*O que fazer*. Reproduza sem nenhuma alteração o trecho do texto sobre a volta às aulas que vai de "Volta às aulas: momento" até "aos aspectos emocionais.".
═══ Bloco de texto
Volta às aulas: momento de redobrar cuidados com as questões emocionais
NITERÓI - Com o retorno das aulas presenciais autorizado a partir desta semana para a rede privada da cidade, as escolas e as famílias têm um desafio ainda maior no acolhimento de crianças e adolescentes, além dos cuidados com os protocolos sanitários e a retomada do conteúdo pedagógico após quase um ano de aulas on-line: a atenção aos aspectos emocionais.
Pesquisadora da UFF, a professora Priscilla Oliveira Silva Bomfim lidera um estudo sobre o impacto da pandemia na saúde mental de crianças e adolescentes. Coordenadora do Núcleo de Pesquisa, Ensino, Divulgação e Extensão em Neurociências do Programa de Pós-Graduação em Neurociências do Instituto de Biologia, ela conta que propôs o debate a sua equipe a partir da observação na mudança comportamental do seu filho de 5 anos durante o período de isolamento social.
══════
═══ Registros fornecidos
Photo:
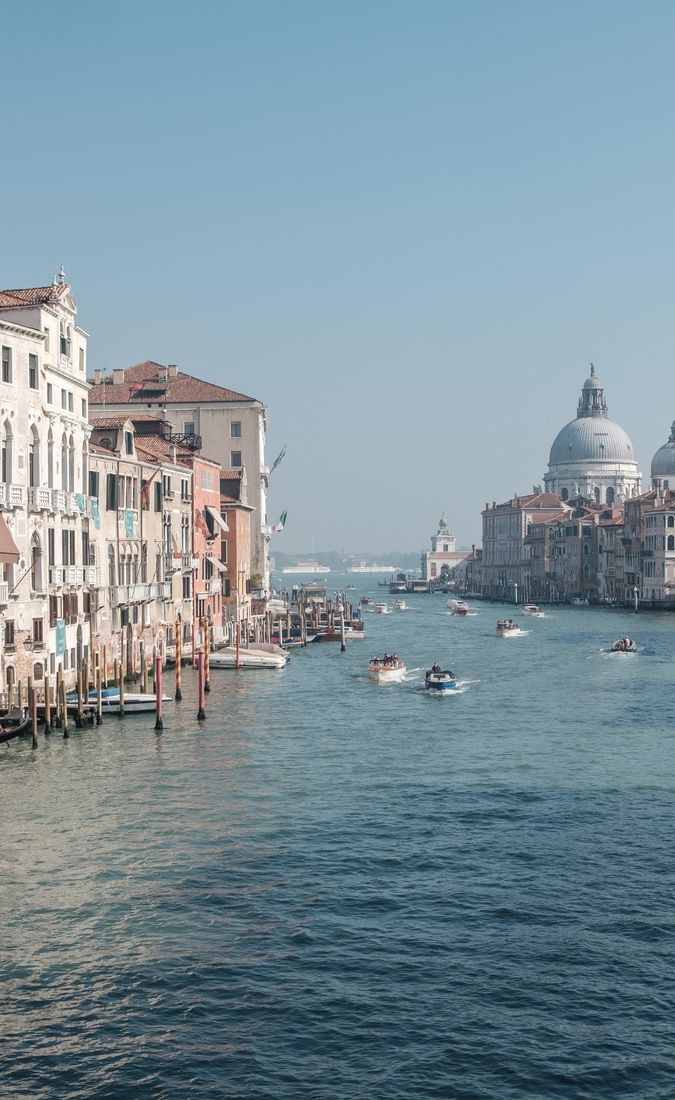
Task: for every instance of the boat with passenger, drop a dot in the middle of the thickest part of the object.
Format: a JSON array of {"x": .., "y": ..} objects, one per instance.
[
  {"x": 507, "y": 628},
  {"x": 386, "y": 669},
  {"x": 440, "y": 681}
]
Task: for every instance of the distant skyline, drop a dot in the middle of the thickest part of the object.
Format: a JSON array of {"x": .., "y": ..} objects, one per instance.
[{"x": 407, "y": 229}]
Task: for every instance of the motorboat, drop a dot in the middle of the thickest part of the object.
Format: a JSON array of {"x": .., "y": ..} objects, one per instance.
[
  {"x": 135, "y": 702},
  {"x": 261, "y": 656},
  {"x": 440, "y": 681},
  {"x": 14, "y": 724},
  {"x": 507, "y": 628},
  {"x": 386, "y": 669}
]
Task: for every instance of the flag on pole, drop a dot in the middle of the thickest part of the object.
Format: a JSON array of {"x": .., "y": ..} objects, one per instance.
[
  {"x": 280, "y": 524},
  {"x": 278, "y": 459}
]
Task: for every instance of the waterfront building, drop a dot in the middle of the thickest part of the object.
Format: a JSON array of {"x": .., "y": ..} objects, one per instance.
[
  {"x": 593, "y": 457},
  {"x": 46, "y": 579},
  {"x": 441, "y": 560},
  {"x": 506, "y": 564},
  {"x": 230, "y": 427}
]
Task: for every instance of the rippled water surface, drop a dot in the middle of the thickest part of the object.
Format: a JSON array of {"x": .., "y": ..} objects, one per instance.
[{"x": 336, "y": 889}]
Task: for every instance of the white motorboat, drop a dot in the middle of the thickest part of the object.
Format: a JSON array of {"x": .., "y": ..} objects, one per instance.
[
  {"x": 440, "y": 681},
  {"x": 507, "y": 628},
  {"x": 261, "y": 656},
  {"x": 135, "y": 702},
  {"x": 386, "y": 669}
]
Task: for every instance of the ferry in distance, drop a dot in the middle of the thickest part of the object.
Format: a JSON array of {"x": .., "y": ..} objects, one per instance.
[{"x": 306, "y": 567}]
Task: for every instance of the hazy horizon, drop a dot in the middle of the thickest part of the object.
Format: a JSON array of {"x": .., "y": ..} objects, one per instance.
[{"x": 408, "y": 230}]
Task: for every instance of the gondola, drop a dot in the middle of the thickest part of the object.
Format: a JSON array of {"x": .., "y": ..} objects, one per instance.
[{"x": 13, "y": 725}]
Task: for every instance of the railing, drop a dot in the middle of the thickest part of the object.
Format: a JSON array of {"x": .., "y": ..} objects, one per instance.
[{"x": 40, "y": 498}]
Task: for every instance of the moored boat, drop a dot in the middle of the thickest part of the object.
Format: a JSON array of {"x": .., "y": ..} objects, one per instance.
[
  {"x": 13, "y": 724},
  {"x": 135, "y": 702},
  {"x": 387, "y": 669},
  {"x": 440, "y": 681},
  {"x": 261, "y": 656},
  {"x": 506, "y": 628}
]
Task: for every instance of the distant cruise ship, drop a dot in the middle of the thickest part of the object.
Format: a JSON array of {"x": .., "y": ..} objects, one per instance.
[
  {"x": 306, "y": 567},
  {"x": 363, "y": 567}
]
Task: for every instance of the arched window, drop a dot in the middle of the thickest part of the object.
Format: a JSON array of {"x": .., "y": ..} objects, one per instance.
[
  {"x": 7, "y": 453},
  {"x": 51, "y": 460},
  {"x": 36, "y": 571},
  {"x": 34, "y": 458},
  {"x": 64, "y": 461}
]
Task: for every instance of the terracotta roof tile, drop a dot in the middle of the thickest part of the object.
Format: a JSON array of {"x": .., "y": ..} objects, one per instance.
[{"x": 142, "y": 384}]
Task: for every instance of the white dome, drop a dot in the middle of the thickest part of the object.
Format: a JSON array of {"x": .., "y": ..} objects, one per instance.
[{"x": 591, "y": 439}]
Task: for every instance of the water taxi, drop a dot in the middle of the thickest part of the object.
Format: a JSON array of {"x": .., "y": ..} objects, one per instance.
[
  {"x": 440, "y": 681},
  {"x": 506, "y": 628},
  {"x": 386, "y": 669}
]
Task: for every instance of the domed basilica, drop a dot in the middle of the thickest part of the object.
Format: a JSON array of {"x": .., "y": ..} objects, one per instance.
[{"x": 593, "y": 457}]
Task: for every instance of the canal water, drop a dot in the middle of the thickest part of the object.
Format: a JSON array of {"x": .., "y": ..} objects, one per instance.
[{"x": 335, "y": 889}]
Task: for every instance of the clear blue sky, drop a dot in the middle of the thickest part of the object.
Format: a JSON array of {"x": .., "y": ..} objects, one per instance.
[{"x": 407, "y": 228}]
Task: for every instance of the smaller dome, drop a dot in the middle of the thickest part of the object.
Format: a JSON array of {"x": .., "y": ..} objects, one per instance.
[{"x": 663, "y": 463}]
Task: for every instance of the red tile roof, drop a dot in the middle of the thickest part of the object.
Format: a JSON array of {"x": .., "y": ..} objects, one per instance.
[
  {"x": 142, "y": 384},
  {"x": 31, "y": 296}
]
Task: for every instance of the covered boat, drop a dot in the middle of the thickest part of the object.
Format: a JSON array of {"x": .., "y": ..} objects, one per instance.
[
  {"x": 440, "y": 681},
  {"x": 13, "y": 724},
  {"x": 387, "y": 669},
  {"x": 135, "y": 702},
  {"x": 261, "y": 656},
  {"x": 507, "y": 628}
]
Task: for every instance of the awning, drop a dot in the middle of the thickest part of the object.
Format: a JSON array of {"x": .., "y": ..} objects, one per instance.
[
  {"x": 216, "y": 516},
  {"x": 9, "y": 550}
]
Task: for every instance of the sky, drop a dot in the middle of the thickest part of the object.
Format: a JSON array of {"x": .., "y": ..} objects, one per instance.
[{"x": 407, "y": 228}]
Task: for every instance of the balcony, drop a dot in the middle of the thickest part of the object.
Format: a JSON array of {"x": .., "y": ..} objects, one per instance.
[{"x": 40, "y": 499}]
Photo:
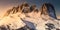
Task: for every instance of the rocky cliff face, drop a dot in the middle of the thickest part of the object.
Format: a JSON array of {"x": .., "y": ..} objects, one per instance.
[{"x": 25, "y": 17}]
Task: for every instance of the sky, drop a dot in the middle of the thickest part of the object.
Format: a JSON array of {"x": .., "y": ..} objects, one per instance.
[{"x": 7, "y": 4}]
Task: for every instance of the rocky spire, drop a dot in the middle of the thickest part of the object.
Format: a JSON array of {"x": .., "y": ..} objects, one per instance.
[{"x": 48, "y": 9}]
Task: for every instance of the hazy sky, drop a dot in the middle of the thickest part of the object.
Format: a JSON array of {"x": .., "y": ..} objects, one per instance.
[{"x": 7, "y": 4}]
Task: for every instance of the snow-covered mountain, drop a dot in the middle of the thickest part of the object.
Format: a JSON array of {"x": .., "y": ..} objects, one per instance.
[{"x": 25, "y": 17}]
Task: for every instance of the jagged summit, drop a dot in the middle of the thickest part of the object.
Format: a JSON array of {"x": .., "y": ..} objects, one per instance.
[{"x": 48, "y": 9}]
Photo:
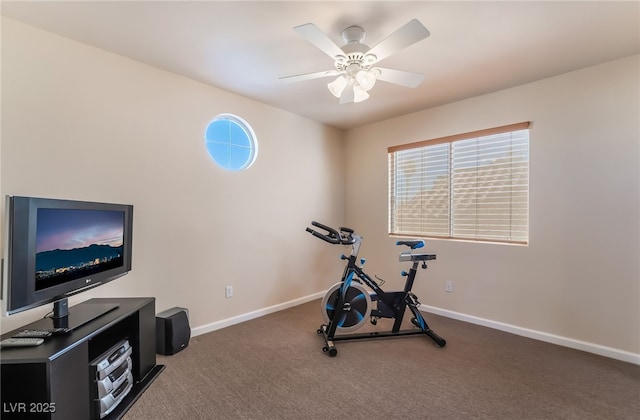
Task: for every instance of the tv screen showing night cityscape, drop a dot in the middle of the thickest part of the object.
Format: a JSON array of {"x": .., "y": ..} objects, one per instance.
[
  {"x": 74, "y": 243},
  {"x": 56, "y": 248}
]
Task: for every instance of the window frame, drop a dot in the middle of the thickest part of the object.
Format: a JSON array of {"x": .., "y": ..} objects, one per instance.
[
  {"x": 246, "y": 128},
  {"x": 393, "y": 177}
]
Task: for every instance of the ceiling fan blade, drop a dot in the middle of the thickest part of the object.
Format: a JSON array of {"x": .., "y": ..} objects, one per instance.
[
  {"x": 409, "y": 34},
  {"x": 315, "y": 36},
  {"x": 308, "y": 76},
  {"x": 347, "y": 95},
  {"x": 400, "y": 77}
]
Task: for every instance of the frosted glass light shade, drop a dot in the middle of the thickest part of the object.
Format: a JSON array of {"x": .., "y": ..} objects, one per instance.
[{"x": 337, "y": 86}]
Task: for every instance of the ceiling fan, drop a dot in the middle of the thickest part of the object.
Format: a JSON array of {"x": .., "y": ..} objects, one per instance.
[{"x": 355, "y": 62}]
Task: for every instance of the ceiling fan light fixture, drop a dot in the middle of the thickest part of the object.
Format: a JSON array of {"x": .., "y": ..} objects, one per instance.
[
  {"x": 366, "y": 79},
  {"x": 359, "y": 94},
  {"x": 337, "y": 86}
]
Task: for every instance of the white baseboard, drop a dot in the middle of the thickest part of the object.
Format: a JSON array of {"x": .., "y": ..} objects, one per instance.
[
  {"x": 610, "y": 352},
  {"x": 252, "y": 315}
]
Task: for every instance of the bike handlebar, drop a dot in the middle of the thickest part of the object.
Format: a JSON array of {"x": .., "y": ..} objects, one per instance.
[{"x": 332, "y": 236}]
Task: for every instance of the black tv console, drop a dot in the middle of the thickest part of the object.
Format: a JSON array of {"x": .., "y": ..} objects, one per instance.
[{"x": 53, "y": 380}]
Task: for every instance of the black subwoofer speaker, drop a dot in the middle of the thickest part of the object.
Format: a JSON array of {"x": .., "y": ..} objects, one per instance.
[{"x": 172, "y": 331}]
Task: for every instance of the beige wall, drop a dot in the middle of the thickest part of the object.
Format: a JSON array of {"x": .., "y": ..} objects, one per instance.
[
  {"x": 82, "y": 123},
  {"x": 579, "y": 277}
]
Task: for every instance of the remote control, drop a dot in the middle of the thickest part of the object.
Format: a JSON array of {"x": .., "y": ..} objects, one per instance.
[
  {"x": 44, "y": 333},
  {"x": 21, "y": 342}
]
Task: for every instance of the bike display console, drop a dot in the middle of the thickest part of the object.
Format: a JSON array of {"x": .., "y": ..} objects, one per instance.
[{"x": 95, "y": 372}]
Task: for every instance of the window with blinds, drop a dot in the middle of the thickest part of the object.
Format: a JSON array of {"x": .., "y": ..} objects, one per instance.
[{"x": 472, "y": 186}]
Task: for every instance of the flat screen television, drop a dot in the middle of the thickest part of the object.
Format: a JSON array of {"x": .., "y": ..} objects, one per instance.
[{"x": 57, "y": 248}]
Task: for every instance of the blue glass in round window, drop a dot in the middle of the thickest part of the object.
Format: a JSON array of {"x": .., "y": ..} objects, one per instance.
[{"x": 231, "y": 142}]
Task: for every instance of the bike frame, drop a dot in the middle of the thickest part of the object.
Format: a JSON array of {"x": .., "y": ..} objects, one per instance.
[{"x": 395, "y": 302}]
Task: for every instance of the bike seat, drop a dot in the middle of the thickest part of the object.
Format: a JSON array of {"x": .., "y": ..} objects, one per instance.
[{"x": 411, "y": 244}]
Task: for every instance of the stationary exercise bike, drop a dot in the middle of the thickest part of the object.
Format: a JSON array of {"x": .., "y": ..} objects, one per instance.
[{"x": 348, "y": 305}]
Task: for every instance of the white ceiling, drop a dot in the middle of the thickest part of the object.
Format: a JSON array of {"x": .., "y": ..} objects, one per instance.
[{"x": 244, "y": 47}]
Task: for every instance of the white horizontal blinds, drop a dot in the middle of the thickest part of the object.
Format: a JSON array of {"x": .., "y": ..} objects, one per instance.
[
  {"x": 490, "y": 187},
  {"x": 419, "y": 191},
  {"x": 468, "y": 186}
]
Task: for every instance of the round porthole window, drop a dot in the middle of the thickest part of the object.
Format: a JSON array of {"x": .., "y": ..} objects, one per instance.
[{"x": 231, "y": 142}]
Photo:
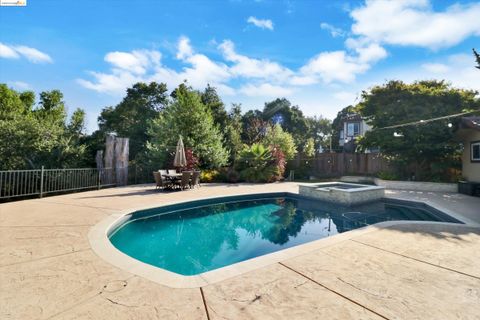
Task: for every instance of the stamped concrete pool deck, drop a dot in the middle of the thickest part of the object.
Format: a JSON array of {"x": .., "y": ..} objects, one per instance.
[{"x": 407, "y": 271}]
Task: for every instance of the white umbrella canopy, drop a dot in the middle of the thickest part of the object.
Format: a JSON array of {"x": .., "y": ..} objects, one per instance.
[{"x": 180, "y": 158}]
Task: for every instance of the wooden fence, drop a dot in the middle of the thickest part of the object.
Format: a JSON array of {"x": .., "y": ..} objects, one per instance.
[{"x": 338, "y": 164}]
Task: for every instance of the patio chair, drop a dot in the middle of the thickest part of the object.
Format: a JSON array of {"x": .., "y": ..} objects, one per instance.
[
  {"x": 184, "y": 182},
  {"x": 158, "y": 179},
  {"x": 195, "y": 179}
]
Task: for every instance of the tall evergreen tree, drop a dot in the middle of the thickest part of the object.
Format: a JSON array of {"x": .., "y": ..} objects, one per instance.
[
  {"x": 188, "y": 117},
  {"x": 130, "y": 117}
]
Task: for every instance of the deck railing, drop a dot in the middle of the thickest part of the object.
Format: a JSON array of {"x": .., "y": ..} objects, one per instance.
[{"x": 25, "y": 183}]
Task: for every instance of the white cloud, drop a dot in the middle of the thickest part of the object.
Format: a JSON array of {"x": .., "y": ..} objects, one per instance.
[
  {"x": 31, "y": 54},
  {"x": 414, "y": 23},
  {"x": 20, "y": 85},
  {"x": 265, "y": 90},
  {"x": 128, "y": 68},
  {"x": 253, "y": 77},
  {"x": 371, "y": 53},
  {"x": 135, "y": 62},
  {"x": 458, "y": 69},
  {"x": 7, "y": 52},
  {"x": 334, "y": 32},
  {"x": 261, "y": 23},
  {"x": 438, "y": 68},
  {"x": 184, "y": 48},
  {"x": 334, "y": 66},
  {"x": 244, "y": 66}
]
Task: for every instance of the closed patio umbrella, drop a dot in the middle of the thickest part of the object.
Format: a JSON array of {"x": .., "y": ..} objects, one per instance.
[{"x": 180, "y": 158}]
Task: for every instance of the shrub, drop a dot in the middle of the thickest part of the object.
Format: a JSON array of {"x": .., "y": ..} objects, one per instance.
[
  {"x": 386, "y": 175},
  {"x": 256, "y": 163},
  {"x": 192, "y": 160},
  {"x": 209, "y": 175},
  {"x": 280, "y": 164}
]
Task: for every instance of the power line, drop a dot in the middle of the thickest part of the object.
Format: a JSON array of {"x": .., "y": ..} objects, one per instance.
[{"x": 426, "y": 121}]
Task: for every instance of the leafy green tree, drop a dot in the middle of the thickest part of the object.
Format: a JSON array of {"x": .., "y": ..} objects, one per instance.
[
  {"x": 32, "y": 137},
  {"x": 131, "y": 116},
  {"x": 277, "y": 138},
  {"x": 189, "y": 117},
  {"x": 233, "y": 135},
  {"x": 216, "y": 107},
  {"x": 291, "y": 118},
  {"x": 428, "y": 146},
  {"x": 477, "y": 58},
  {"x": 253, "y": 127},
  {"x": 309, "y": 148},
  {"x": 320, "y": 130},
  {"x": 337, "y": 125}
]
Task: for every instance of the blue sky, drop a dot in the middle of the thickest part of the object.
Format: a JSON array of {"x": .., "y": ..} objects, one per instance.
[{"x": 318, "y": 54}]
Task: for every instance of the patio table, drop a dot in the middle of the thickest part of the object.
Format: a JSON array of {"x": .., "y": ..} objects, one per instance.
[{"x": 172, "y": 176}]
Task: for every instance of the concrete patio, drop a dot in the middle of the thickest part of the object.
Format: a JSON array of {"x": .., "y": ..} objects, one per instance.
[{"x": 406, "y": 271}]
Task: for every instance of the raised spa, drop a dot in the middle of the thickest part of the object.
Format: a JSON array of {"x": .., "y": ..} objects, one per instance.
[
  {"x": 347, "y": 194},
  {"x": 199, "y": 236}
]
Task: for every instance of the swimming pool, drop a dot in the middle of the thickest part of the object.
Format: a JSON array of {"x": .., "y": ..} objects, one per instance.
[{"x": 196, "y": 237}]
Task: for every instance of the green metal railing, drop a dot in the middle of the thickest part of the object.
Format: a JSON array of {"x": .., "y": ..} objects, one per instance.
[{"x": 40, "y": 182}]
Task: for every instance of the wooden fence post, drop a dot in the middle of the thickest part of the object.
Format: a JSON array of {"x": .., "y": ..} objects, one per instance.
[{"x": 41, "y": 181}]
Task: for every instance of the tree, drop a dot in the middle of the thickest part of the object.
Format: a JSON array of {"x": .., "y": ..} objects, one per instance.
[
  {"x": 477, "y": 58},
  {"x": 428, "y": 146},
  {"x": 291, "y": 118},
  {"x": 253, "y": 127},
  {"x": 216, "y": 107},
  {"x": 189, "y": 117},
  {"x": 32, "y": 137},
  {"x": 256, "y": 163},
  {"x": 279, "y": 139},
  {"x": 309, "y": 148},
  {"x": 131, "y": 116},
  {"x": 337, "y": 125},
  {"x": 320, "y": 130},
  {"x": 233, "y": 134}
]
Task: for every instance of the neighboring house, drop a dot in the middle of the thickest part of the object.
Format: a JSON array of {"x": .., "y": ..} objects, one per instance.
[
  {"x": 353, "y": 125},
  {"x": 469, "y": 133}
]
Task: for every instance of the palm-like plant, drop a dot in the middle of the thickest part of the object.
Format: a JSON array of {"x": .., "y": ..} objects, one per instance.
[{"x": 256, "y": 163}]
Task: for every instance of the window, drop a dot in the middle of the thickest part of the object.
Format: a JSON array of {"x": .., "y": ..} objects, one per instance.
[
  {"x": 475, "y": 151},
  {"x": 353, "y": 129}
]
══════
*Resultado da tarefa*.
Volta às aulas: momento de redobrar cuidados com as questões emocionais
NITERÓI - Com o retorno das aulas presenciais autorizado a partir desta semana para a rede privada da cidade, as escolas e as famílias têm um desafio ainda maior no acolhimento de crianças e adolescentes, além dos cuidados com os protocolos sanitários e a retomada do conteúdo pedagógico após quase um ano de aulas on-line: a atenção aos aspectos emocionais.